▶ [Dataset]:
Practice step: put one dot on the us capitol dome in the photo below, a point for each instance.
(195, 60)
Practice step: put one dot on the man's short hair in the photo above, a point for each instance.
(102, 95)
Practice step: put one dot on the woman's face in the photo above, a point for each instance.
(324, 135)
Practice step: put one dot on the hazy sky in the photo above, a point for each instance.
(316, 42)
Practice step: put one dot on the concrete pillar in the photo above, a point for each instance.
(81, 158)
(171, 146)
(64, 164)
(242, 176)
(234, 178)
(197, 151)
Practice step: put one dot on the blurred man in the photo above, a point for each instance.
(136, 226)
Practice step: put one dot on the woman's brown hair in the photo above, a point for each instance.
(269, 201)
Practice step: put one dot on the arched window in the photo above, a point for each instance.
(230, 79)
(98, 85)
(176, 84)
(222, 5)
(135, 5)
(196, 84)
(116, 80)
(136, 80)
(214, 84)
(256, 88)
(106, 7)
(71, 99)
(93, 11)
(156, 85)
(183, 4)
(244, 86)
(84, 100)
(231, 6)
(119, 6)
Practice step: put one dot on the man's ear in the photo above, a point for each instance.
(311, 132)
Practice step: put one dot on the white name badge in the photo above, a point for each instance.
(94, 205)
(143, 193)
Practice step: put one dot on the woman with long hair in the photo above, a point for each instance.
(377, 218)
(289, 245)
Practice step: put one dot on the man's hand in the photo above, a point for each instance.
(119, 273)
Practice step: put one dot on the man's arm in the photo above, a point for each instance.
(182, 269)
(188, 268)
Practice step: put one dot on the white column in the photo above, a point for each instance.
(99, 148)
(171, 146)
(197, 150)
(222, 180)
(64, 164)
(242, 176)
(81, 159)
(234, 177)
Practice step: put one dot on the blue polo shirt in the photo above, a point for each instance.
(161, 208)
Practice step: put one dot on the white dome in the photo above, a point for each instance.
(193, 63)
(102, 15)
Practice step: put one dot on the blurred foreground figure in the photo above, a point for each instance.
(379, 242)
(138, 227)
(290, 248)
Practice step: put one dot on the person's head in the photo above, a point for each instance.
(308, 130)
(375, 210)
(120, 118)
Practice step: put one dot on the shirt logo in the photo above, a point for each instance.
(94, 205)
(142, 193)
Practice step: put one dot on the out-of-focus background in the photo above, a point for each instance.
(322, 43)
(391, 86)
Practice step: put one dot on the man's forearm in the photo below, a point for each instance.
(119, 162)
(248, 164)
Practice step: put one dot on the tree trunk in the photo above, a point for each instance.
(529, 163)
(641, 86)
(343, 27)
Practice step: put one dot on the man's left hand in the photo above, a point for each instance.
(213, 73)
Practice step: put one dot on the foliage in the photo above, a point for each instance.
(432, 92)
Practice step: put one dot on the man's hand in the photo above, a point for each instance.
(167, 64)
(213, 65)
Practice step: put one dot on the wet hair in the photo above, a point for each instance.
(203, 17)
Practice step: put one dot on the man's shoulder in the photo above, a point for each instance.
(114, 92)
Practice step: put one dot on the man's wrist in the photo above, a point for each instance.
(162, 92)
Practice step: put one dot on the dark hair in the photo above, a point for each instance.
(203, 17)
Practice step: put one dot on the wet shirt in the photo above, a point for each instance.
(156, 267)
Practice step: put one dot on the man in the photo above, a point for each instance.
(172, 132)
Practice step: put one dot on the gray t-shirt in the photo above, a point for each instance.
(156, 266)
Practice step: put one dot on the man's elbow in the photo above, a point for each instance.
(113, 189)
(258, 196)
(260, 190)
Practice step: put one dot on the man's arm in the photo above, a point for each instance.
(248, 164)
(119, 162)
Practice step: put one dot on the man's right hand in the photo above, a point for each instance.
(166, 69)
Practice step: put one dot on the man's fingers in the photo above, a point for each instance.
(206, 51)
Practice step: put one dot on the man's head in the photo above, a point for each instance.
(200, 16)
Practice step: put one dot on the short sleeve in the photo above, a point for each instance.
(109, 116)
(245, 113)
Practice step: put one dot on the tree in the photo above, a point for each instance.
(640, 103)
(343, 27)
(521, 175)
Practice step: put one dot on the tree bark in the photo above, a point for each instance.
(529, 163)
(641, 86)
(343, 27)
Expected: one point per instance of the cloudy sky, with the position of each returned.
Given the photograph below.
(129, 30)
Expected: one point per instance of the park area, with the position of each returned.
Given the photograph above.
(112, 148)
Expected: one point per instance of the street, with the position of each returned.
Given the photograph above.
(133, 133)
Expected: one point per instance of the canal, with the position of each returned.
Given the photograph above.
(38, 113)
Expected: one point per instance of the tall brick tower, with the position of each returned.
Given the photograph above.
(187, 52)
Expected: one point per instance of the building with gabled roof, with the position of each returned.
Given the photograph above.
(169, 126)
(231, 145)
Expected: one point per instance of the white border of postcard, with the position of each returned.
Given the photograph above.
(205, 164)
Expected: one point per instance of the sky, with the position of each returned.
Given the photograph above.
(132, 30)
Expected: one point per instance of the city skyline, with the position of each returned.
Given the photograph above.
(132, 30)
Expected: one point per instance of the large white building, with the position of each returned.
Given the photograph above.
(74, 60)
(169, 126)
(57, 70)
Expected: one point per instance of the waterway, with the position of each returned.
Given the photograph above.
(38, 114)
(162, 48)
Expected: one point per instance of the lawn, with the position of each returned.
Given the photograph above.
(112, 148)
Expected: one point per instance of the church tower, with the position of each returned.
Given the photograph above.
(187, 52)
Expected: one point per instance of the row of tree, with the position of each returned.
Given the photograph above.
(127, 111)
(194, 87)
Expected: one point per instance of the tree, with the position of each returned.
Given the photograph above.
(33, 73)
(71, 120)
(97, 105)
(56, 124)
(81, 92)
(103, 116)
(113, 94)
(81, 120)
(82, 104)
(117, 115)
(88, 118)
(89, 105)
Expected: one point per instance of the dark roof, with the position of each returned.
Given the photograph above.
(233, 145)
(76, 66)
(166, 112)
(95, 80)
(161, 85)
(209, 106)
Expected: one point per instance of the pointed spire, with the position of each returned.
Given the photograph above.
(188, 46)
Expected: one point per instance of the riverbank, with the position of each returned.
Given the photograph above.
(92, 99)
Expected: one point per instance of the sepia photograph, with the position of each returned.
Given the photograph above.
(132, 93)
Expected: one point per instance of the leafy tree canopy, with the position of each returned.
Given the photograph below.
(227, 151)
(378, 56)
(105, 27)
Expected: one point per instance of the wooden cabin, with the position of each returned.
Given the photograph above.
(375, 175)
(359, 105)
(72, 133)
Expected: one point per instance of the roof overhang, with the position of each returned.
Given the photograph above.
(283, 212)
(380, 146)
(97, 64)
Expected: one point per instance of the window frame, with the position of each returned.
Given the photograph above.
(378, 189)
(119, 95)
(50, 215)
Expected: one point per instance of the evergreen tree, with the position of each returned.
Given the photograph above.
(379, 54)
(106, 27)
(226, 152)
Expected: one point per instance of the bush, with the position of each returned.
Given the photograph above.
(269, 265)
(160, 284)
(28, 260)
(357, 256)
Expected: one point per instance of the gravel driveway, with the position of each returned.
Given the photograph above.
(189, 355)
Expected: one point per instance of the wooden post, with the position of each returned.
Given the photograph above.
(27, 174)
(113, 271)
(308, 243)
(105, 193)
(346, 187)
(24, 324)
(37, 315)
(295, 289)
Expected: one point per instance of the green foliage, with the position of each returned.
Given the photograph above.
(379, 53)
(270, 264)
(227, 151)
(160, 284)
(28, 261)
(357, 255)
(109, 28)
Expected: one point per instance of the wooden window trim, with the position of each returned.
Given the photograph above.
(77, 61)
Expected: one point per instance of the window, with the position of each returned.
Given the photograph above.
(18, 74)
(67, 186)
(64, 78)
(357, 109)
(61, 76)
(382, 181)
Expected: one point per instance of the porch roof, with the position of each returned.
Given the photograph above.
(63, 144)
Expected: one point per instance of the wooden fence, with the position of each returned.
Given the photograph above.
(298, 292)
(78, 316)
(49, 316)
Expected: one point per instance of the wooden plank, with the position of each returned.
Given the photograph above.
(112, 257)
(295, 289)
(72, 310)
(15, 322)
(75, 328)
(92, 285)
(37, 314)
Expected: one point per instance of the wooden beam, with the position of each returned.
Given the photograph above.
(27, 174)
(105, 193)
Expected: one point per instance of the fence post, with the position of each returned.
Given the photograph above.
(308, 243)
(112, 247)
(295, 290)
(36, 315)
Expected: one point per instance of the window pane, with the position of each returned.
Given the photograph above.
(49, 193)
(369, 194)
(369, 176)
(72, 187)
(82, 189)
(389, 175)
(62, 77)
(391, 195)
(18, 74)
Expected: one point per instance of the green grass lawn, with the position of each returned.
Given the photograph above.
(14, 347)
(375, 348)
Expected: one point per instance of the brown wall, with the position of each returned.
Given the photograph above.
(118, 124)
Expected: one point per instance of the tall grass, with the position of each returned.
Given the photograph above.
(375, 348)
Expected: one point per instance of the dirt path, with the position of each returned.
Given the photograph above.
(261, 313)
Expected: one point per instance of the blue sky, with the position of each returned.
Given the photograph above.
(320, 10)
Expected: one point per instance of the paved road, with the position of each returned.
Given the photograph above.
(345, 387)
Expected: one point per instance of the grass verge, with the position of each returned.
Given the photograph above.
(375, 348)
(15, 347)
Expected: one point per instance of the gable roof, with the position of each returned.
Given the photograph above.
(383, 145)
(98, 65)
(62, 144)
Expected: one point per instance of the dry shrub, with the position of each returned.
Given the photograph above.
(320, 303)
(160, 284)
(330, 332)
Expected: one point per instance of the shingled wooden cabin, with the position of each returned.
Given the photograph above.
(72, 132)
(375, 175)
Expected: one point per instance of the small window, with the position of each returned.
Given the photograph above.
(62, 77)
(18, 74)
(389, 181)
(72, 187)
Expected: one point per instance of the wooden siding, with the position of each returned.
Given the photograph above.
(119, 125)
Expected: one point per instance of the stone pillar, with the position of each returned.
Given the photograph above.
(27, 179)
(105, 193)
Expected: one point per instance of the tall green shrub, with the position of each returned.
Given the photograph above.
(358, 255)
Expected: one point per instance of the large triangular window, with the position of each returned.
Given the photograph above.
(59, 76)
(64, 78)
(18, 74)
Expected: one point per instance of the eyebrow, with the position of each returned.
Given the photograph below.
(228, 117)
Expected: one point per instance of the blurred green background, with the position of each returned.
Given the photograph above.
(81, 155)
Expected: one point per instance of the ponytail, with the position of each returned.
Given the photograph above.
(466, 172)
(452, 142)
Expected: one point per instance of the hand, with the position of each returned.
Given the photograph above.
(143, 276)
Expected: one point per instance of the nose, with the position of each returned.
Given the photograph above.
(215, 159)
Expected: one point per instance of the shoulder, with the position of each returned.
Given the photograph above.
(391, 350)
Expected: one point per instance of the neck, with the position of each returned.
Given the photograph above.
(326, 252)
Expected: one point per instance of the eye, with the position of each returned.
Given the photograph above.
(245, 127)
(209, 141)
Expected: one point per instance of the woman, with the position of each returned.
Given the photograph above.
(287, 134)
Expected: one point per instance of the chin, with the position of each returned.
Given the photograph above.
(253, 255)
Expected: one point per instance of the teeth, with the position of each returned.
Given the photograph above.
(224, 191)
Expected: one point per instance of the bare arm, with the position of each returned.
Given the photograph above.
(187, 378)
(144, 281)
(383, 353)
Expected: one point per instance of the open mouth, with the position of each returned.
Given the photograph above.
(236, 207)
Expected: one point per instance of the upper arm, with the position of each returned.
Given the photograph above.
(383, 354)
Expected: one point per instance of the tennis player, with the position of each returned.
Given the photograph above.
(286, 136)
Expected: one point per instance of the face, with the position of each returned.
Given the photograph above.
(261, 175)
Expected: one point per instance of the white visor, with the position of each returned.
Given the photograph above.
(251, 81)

▶ [Exercise goal]:
Report all lines above with "lawn".

▶ [Answer area]:
Expected: one point per instance of the lawn, with the position of each returned.
Expected: one point per instance of the green grass lawn, with the position of each returned.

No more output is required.